═════ DATASET EXCERPTS ═════
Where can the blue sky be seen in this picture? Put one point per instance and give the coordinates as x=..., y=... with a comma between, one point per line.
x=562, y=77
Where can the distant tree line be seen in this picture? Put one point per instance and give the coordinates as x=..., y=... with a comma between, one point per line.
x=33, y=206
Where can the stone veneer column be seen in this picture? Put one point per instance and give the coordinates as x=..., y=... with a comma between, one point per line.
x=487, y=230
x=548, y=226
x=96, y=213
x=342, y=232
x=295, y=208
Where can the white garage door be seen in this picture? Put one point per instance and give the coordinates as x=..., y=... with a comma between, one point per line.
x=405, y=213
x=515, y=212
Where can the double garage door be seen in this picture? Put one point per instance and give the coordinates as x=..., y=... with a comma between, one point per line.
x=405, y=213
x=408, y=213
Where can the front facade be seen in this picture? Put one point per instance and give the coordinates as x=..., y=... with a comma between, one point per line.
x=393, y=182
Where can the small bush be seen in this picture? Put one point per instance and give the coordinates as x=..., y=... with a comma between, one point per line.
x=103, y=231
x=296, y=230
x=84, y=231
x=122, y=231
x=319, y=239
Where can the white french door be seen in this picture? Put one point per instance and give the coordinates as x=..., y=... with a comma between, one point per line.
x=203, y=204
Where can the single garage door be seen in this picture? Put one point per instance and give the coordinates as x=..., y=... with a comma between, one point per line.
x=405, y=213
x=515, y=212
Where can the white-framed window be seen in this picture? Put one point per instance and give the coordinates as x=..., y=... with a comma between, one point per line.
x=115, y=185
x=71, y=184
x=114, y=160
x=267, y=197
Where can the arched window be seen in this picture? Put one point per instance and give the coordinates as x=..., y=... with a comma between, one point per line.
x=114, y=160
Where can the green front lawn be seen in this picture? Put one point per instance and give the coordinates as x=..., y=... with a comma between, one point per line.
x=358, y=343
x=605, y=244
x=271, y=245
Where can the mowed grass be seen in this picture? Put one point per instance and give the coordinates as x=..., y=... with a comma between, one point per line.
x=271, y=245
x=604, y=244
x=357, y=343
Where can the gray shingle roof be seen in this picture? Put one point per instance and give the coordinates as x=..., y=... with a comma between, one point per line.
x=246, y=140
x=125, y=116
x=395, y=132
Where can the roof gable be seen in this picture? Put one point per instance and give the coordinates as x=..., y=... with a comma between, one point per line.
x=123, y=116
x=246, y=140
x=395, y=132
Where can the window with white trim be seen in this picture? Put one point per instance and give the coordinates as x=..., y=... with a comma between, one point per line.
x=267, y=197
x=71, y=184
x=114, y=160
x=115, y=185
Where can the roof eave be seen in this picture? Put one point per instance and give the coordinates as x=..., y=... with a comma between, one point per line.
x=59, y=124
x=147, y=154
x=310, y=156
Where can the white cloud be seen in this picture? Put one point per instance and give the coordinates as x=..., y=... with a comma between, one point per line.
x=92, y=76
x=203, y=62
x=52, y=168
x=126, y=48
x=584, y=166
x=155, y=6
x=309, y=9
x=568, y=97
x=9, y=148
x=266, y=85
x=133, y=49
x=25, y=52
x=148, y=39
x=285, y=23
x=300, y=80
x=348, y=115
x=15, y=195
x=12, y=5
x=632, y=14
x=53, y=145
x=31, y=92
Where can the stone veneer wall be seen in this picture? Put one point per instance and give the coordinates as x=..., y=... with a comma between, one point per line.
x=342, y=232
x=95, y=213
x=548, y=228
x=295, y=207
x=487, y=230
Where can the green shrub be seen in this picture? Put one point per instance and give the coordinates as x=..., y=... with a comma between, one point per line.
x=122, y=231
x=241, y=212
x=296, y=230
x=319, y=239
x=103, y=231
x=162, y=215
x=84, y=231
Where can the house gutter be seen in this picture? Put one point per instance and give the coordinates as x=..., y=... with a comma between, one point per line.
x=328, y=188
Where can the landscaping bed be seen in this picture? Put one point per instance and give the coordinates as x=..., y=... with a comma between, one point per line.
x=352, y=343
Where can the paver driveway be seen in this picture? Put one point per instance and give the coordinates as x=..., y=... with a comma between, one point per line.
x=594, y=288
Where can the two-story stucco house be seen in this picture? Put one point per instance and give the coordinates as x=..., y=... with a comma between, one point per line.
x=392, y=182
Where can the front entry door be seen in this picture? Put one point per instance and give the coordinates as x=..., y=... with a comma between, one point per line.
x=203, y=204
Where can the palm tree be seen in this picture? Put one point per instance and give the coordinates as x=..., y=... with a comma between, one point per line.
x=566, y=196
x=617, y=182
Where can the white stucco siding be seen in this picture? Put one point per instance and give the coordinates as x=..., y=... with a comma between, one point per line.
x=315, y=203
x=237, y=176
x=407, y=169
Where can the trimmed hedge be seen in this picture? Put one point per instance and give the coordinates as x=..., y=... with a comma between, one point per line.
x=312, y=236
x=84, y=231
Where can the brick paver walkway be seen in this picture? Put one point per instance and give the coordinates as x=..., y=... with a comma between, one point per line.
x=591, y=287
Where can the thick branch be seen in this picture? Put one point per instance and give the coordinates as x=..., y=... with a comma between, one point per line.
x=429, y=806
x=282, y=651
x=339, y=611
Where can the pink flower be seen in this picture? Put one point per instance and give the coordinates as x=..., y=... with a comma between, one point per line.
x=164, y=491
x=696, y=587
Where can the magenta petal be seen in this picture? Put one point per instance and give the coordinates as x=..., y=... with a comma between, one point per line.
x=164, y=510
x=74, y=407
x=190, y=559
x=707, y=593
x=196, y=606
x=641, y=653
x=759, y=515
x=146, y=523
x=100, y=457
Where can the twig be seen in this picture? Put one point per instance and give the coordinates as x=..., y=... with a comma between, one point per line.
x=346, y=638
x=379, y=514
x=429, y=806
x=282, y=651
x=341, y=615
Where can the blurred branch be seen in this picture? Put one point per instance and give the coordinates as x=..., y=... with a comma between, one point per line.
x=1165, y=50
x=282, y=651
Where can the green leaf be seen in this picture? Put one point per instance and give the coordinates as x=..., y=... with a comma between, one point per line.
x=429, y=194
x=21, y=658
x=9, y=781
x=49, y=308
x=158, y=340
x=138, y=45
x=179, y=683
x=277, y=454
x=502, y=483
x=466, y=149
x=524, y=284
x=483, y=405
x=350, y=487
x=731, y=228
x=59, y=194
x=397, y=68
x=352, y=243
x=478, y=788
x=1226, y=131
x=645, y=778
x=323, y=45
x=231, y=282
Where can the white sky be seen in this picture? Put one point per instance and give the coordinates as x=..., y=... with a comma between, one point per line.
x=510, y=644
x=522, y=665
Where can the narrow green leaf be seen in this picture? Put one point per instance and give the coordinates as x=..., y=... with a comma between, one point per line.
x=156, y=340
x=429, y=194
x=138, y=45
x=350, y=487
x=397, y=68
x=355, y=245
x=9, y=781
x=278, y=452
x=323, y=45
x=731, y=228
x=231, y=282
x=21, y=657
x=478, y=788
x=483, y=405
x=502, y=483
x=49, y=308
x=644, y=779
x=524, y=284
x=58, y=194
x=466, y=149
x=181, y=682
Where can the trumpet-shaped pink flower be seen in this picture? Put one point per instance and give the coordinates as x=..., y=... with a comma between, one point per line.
═════
## WHAT THE EXERCISE ASKS
Format all the entries above as a JSON list of strings, one string per line, with blank lines omitted.

## TASK RESULT
[
  "Where can the blue sky be seen in this picture? Put one point per instance and give the coordinates as x=..., y=... with a comma between, one point per line.",
  "x=562, y=77",
  "Where can the distant tree line be seen in this picture? Put one point per instance and give the coordinates as x=..., y=... with a comma between, one point per line.",
  "x=33, y=206",
  "Where can the stone veneer column be seen in this picture? Put one point per instance and give the coordinates as x=..., y=... with a comma between, one point per line.",
  "x=487, y=230",
  "x=548, y=226",
  "x=96, y=213",
  "x=342, y=232",
  "x=295, y=208",
  "Where can the white garage door be seen in this picture? Put one point per instance and give the coordinates as x=..., y=... with a comma between, one point per line.",
  "x=405, y=213",
  "x=515, y=212",
  "Where can the double garage door be seen in this picture? Put one point per instance and give the coordinates as x=..., y=... with a comma between, one point per line.",
  "x=405, y=213",
  "x=408, y=213",
  "Where can the front facade be seen in this picture? Put one point per instance and give the coordinates as x=..., y=... with a comma between, one point per line.",
  "x=393, y=182",
  "Where can the small bush be seen in this picture? Put one point per instance and give the coordinates as x=..., y=... with a comma between, one point per line.",
  "x=103, y=231",
  "x=296, y=230",
  "x=84, y=231",
  "x=122, y=231",
  "x=319, y=239",
  "Where can the white french door be seen in this picture? Put one point per instance and give the coordinates as x=..., y=... with a comma between, one point per line.",
  "x=203, y=204",
  "Where can the single garage door be seen in this picture? Put one point per instance and give the coordinates as x=..., y=... with a comma between, one point per line.",
  "x=405, y=213",
  "x=515, y=212",
  "Where can the white-framed window be seen in this picture? Put one point per instance and give the coordinates as x=..., y=... with a comma between, one point per line.",
  "x=115, y=185",
  "x=71, y=184",
  "x=114, y=160",
  "x=267, y=197",
  "Where can the arched window be seen in this picture? Put one point per instance and give the coordinates as x=..., y=... with a comma between, one point per line.",
  "x=114, y=160",
  "Where can the green front lawn be seen in this picture? Put one point per instance and give the coordinates as x=..., y=... with a comma between, one point per line.",
  "x=358, y=343",
  "x=605, y=244",
  "x=271, y=245",
  "Where can the mowed grass be seen in this picture? Put one point per instance and give the coordinates as x=..., y=... with a comma between, one point per line.",
  "x=271, y=245",
  "x=604, y=244",
  "x=357, y=343",
  "Where can the gray shingle roof be seen in this picture? Put one point per instance and give the coordinates as x=..., y=... with a comma between, one point per line.",
  "x=246, y=140",
  "x=125, y=116",
  "x=395, y=132",
  "Where can the roof gable be seen in this picture? Put one point per instance and give the coordinates as x=..., y=... with a comma between, one point per line.",
  "x=123, y=116",
  "x=246, y=140",
  "x=395, y=132",
  "Where can the window with white trim be seen in this picture? Put one point per instance and give the coordinates as x=..., y=... with a comma between, one point per line.",
  "x=267, y=197",
  "x=71, y=184",
  "x=114, y=160",
  "x=115, y=185",
  "Where can the roof eave be seen in this picture? Put one point per instance and give the coordinates as x=..., y=... with a comma between, one point per line.",
  "x=59, y=124",
  "x=147, y=154",
  "x=310, y=156",
  "Where can the white cloud be seen in this picture? Put one point per instance and give the coordinates as x=..., y=... with a comma between, one point per line.",
  "x=92, y=76",
  "x=203, y=62",
  "x=52, y=168",
  "x=126, y=48",
  "x=584, y=166",
  "x=155, y=6",
  "x=309, y=9",
  "x=568, y=97",
  "x=9, y=148",
  "x=266, y=85",
  "x=133, y=49",
  "x=25, y=52",
  "x=148, y=39",
  "x=285, y=23",
  "x=300, y=80",
  "x=348, y=115",
  "x=15, y=195",
  "x=12, y=5",
  "x=632, y=14",
  "x=53, y=145",
  "x=31, y=92",
  "Where can the stone veneer wall be seen in this picture? Put one point per instance and give the coordinates as x=..., y=... with a comma between, one point per line.",
  "x=342, y=232",
  "x=95, y=213",
  "x=548, y=228",
  "x=295, y=207",
  "x=487, y=230",
  "Where can the green shrub be seen in this picture? Put one point per instance and give the coordinates as x=..., y=... with a comma between, one point per line.",
  "x=122, y=231",
  "x=241, y=212",
  "x=296, y=230",
  "x=319, y=239",
  "x=103, y=231",
  "x=162, y=215",
  "x=84, y=231",
  "Where can the house gutter be seen in this picture? Put one point per instance and give the coordinates as x=..., y=... with a comma between, one point per line.",
  "x=328, y=188",
  "Where can the landscaping bed be seen in this picture? Put one point per instance and give the coordinates as x=..., y=... with a comma between, one point per line.",
  "x=352, y=343",
  "Where can the paver driveway be seen in this picture? Put one point per instance and give the coordinates as x=..., y=... with a comma between, one point per line.",
  "x=594, y=288",
  "Where can the two-story stucco house be seen in this picture? Put one point per instance and give the coordinates as x=..., y=... with a comma between, one point per line.",
  "x=392, y=182",
  "Where can the front entry door be seen in this picture? Put one point per instance and give the coordinates as x=..., y=... with a comma between, one point per line.",
  "x=203, y=204",
  "Where can the palm tree be seen in this picture? Put one point per instance and give the coordinates as x=..., y=... with a comma between, one point per line.",
  "x=566, y=196",
  "x=617, y=182",
  "Where can the white stucco siding be seen in this picture? Put one point per instance and give the coordinates as x=..., y=... with a comma between, one point per line.",
  "x=315, y=203",
  "x=237, y=176",
  "x=407, y=169",
  "Where can the trimmed hedge be seen in this picture? Put one point per instance and give the coordinates as x=..., y=... with a comma between, one point per line.",
  "x=312, y=236",
  "x=84, y=231",
  "Where can the brick paver walkway be seen in this picture? Put one point per instance and give the coordinates as x=..., y=... with a comma between, one point per line.",
  "x=591, y=287",
  "Where can the thick branch be seen in this picture? Put one point per instance and give the coordinates as x=..., y=... with a comma between, one point per line.",
  "x=429, y=806",
  "x=282, y=651",
  "x=339, y=611",
  "Where can the pink flower be seen in this picture? Put one point per instance and give the coordinates as x=..., y=... with a comma between, one point per line.",
  "x=164, y=491",
  "x=696, y=587",
  "Where can the magenta petal be seen in this picture? Put one point per instance and give the coordinates as x=..., y=... with a comma between, one point per line.",
  "x=164, y=510",
  "x=74, y=407",
  "x=190, y=559",
  "x=707, y=593",
  "x=196, y=606",
  "x=641, y=653",
  "x=759, y=515",
  "x=146, y=523",
  "x=100, y=457",
  "Where can the twig be seen in this picture? Put one point per instance and give the coordinates as x=..., y=... with a comma between, one point per line.",
  "x=346, y=638",
  "x=379, y=514",
  "x=429, y=806",
  "x=282, y=651",
  "x=341, y=615",
  "Where can the blurred branch be seen in this picture? Put one point per instance and give the coordinates as x=..., y=... with a comma between, one point per line.",
  "x=1165, y=50",
  "x=282, y=651",
  "Where can the green leaf be seen in this picture? Put one point per instance and give the coordinates as x=..., y=... with a comma between, one point per line.",
  "x=429, y=194",
  "x=21, y=658",
  "x=9, y=781",
  "x=49, y=308",
  "x=158, y=340",
  "x=138, y=45",
  "x=179, y=683",
  "x=277, y=454",
  "x=502, y=483",
  "x=466, y=149",
  "x=524, y=284",
  "x=483, y=405",
  "x=350, y=487",
  "x=731, y=228",
  "x=59, y=194",
  "x=397, y=68",
  "x=352, y=243",
  "x=478, y=788",
  "x=1226, y=131",
  "x=645, y=778",
  "x=323, y=45",
  "x=231, y=282",
  "Where can the white sky be seen in this picture? Put one point per instance and give the coordinates as x=..., y=... with a comma between, one point per line.",
  "x=510, y=644",
  "x=522, y=665",
  "Where can the narrow green leaf be seen in this picture? Put one point per instance and give the coordinates as x=..., y=... with a comma between, one point per line.",
  "x=156, y=340",
  "x=429, y=194",
  "x=138, y=45",
  "x=350, y=487",
  "x=397, y=68",
  "x=355, y=245",
  "x=9, y=781",
  "x=278, y=452",
  "x=323, y=45",
  "x=731, y=228",
  "x=231, y=282",
  "x=21, y=657",
  "x=478, y=788",
  "x=483, y=405",
  "x=502, y=483",
  "x=49, y=308",
  "x=644, y=779",
  "x=524, y=284",
  "x=58, y=194",
  "x=466, y=149",
  "x=181, y=682",
  "Where can the trumpet-shaped pink flower be seen in this picture? Put one point per instance and give the coordinates as x=..., y=... with a comma between, one point per line."
]